- **Problems and tasks**
1 - From the dental health passage, copy the part that begins at the words "In general, this" and stops after the words "cause gingival hyperplasia.".
2 - In the dental health passage, how long should sugarless gum be chewed after meals to help prevent tooth decay?
3 - Please continue the dental health passage from where it stops.

*** Document passage ***

Methamphetamine deserves a category of its own.  (In fact, it has a page of its own.)  Meth addicts have a combination of drug induced symptoms and behavior patterns that cause severe tooth decay and gum disease.  The drug induced symptoms are dry mouth, muscular hyperactivity, excessive sweating, diarrhea and violent, self destructive behavior patterns.  The loss of fluid from the excessive sweating and diarrhea produces a ferocious thirst and dry mouth.  The increased muscle hyperactivity produces a physical need for quick energy and a huge appetite for sugar.  Soda and other soft drinks including Gatorade and sweet ice teas are cheap, ever-present sources of both fluid and sugar and many meth addicts eat and drink little else.  The dry mouth produced by the methamphetamine exacerbates the severity of the decay, and the drug induced increase in muscular activity produces relentless bruxing (grinding and clenching) which causes the decay weakened teeth to break.  Meth also produces violent and self destructive behavior which directs the addict’s attention away from looking after his or her own well-being.  Consequently, little attention is paid to personal hygiene, including oral hygiene.


Dilantin  (phenytoin)

DilantinDilantin is a drug used to treat seizures in epileptics–can cause swelling of the gums (gingival hyperplasia), especially in persons who do not brush their teeth regularly.  The image to the right shows what the combination of poor oral hygiene and Dilantin can do to a patient’s gums.  Better oral hygiene would have reduced the enlargement of the gingiva.  A limited number of other types of drugs can also cause this problem, although to a lesser extent.  They include blood pressure medications in the calcium channel blocker category (Cardizem), birth control and hormone replacement drugs (Progestogen) and immunosuppressive agents such as cyclosporine. 

In general, this type of gingival enlargement can be prevented by good hygiene, but once it occurs, the only way to eliminate it is through surgical removal of the excess tissue, a procedure called gingivectomyOne lady wrote to me asking me if the manufacturer Dilantin could be sued for causing this complication.  I told her that I doubted that the manufacturers of any of these drugs could be held responsible since gingival hyperplasia is controllable with good hygiene and the benefits of these drugs far outweigh the risks.  Dilantin was approved by the FDA in 1953, and thus has been on the market for over 5o years.  It was approved in spite of the well known fact that it can cause gingival hyperplasia.

Q. Does sugarless gum prevent decay?

A. Yes!  Clinical studies have shown that chewing sugarless gum for 20 minutes following meals can help prevent tooth decay, especially in children.   If you chew after eating, the increased salivary flow can help neutralize and wash away the acids that are produced when food is broken down by the bacteria in plaque on your teeth.   Sugarless gum also prevents tooth decay because the gum base itself has a detersive effect which means that the mechanical action of chewing gum tends to remove some plaque from teeth.  Even sugared gums have detersive qualities and increase salivary flow.  However, sugarless gum sweetened with sorbitol, manitol or other non sugar sweeteners will not promote decay, and will reduce the incidence of tooth decay, especially if the patient does not use too much sugar between meals.

*** End of Document passage ***
*** Data ***

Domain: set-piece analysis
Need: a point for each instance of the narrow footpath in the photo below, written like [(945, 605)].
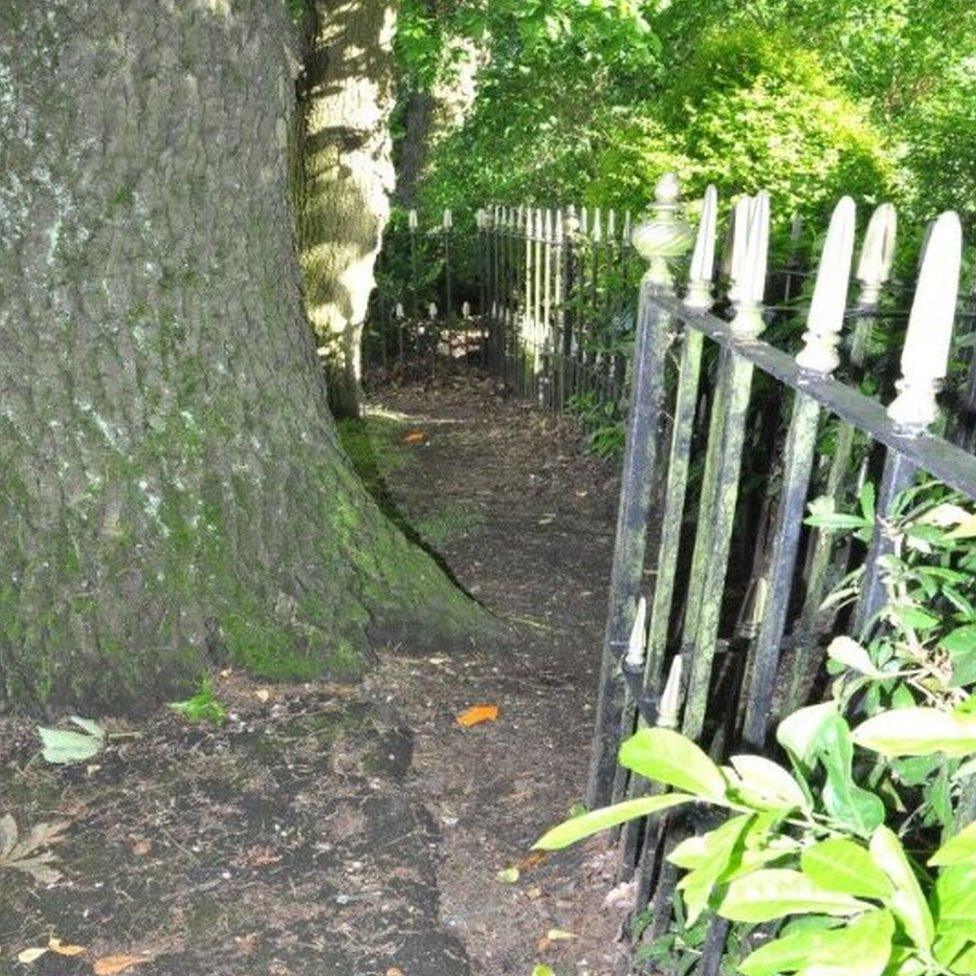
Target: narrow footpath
[(360, 830)]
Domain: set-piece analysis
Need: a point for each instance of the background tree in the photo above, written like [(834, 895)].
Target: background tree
[(348, 178), (171, 486)]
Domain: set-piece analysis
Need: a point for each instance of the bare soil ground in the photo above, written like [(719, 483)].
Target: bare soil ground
[(359, 830)]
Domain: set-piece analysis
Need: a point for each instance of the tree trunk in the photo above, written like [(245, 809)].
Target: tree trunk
[(431, 115), (348, 179), (171, 486)]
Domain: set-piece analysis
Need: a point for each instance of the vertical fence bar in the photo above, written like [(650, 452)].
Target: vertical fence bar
[(924, 361), (662, 237), (873, 271), (699, 298), (819, 358)]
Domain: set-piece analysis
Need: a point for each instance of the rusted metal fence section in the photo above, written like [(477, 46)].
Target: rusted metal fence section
[(682, 650)]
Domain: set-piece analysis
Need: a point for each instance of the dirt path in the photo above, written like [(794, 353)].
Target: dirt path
[(358, 831)]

*** End of Data ***

- **Task-by-task results**
1 -
In general, this type of gingival enlargement can be prevented by good hygiene, but once it occurs, the only way to eliminate it is through surgical removal of the excess tissue, a procedure called gingivectomyOne lady wrote to me asking me if the manufacturer Dilantin could be sued for causing this complication.  I told her that I doubted that the manufacturers of any of these drugs could be held responsible since gingival hyperplasia is controllable with good hygiene and the benefits of these drugs far outweigh the risks.  Dilantin was approved by the FDA in 1953, and thus has been on the market for over 5o years.  It was approved in spite of the well known fact that it can cause gingival hyperplasia.

2 - 20 minutes

3 -
Unfortunately, this does not substitute for brushing, flossing and avoiding between-meal exposures to sugar.  Plaque is made of bacteria, and it adheres to the teeth with a seriously sticky mucous-like material called dextrans.  Thus plaque resists removal or dilution during normal chewing and eating.

Large amounts of plaque left on the teeth, as well as multiple exposure to sugar between meals (usually eaten as a result of one of the sugar habits) can easily overcome the benefits of the increased saliva production and detersive effects of gum chewing.


Recent research has shown that one sugar substitute, xylitol (Google search) actually helps to prevent tooth decay.  Xylitol interferes with the metabolic processes of Strep mutans, the major bacterial contributor to tooth decay.  Xylitol is currently used to sweeten toothpastes and some brands of sugarless gum and sugarless candy.  It is likely that it will be found in more and more sugarless products now that research has shown that it has the added benefit of helping to prevent tooth decay.  Xylitol has been shown to have the following qualities:

  • Xylitol blocks bacteria from producing the acids that cause tooth decay.
  • Xylitol decreases the level of bacteria known to ferment sugars which produce acid.
  • Chewing Xylitol gum three times a day is said to eliminate Strep mutans, which is one of the major decay producing organisms in the mouth.
  • Xylitol sweetened mints and candies also have the same effect, but gum is probably more effective due to its detersive (cleaning) action.
  • Xylitol decreases plaque formation.
  • Xylitol helps promote remineralization of previously decayed tooth    structure.

Epic® Xylitol Gum, Xponent® gum, Zapp®, and Spry® Xylitol Gum are all considered to be good xylitol delivery systems. These brands contain approximately 1 gram of xylitol per stick, which is the concentration you should be looking for in xylitol gum brands.

While Trident® gum contains xylitol, the concentration is too low. It contains approximately .17 grams of xylitol per stick. There is no evidence that it is effective in preventing tooth decay.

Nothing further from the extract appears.